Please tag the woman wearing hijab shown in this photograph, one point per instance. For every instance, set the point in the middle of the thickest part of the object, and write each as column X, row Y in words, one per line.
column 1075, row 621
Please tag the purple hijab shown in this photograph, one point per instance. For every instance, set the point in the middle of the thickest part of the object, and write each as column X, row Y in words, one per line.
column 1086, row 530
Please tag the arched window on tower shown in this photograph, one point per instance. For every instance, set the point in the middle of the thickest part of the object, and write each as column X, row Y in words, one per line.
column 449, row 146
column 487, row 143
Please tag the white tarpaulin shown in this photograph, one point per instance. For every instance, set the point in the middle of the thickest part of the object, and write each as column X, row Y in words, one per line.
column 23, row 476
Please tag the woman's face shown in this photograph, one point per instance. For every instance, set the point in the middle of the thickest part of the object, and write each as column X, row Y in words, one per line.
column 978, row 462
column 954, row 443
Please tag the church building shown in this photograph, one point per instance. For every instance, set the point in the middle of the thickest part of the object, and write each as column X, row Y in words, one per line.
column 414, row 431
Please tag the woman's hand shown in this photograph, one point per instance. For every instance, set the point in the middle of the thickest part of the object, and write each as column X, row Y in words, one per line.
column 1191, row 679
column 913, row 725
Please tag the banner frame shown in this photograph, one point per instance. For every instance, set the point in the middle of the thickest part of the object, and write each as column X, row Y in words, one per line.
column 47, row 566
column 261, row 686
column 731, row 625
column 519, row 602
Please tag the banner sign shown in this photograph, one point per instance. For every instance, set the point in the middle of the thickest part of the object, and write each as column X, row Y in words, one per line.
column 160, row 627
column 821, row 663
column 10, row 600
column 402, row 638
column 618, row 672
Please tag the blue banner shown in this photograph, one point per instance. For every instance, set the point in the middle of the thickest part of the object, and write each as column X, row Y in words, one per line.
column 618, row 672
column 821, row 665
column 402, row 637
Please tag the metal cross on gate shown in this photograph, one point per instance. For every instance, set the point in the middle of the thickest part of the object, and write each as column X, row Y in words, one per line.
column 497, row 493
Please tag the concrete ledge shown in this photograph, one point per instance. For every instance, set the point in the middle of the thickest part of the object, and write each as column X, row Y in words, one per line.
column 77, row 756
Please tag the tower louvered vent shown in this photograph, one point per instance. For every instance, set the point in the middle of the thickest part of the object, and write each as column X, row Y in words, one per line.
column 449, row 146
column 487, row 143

* * * * *

Riscrivi la parte che si apre con la riga contenente "Please tag the woman's hand" e si chiude con quella contenente "column 1191, row 679", sostituendo "hand" con "wrist". Tutto il resto deve restare invariato.

- [IN RISPOSTA]
Please tag the woman's wrist shown in this photograph, one point per instance. For every instance, set the point in the middle of the thickest part of the object, and write each as column X, row Y in words, one per line.
column 1191, row 679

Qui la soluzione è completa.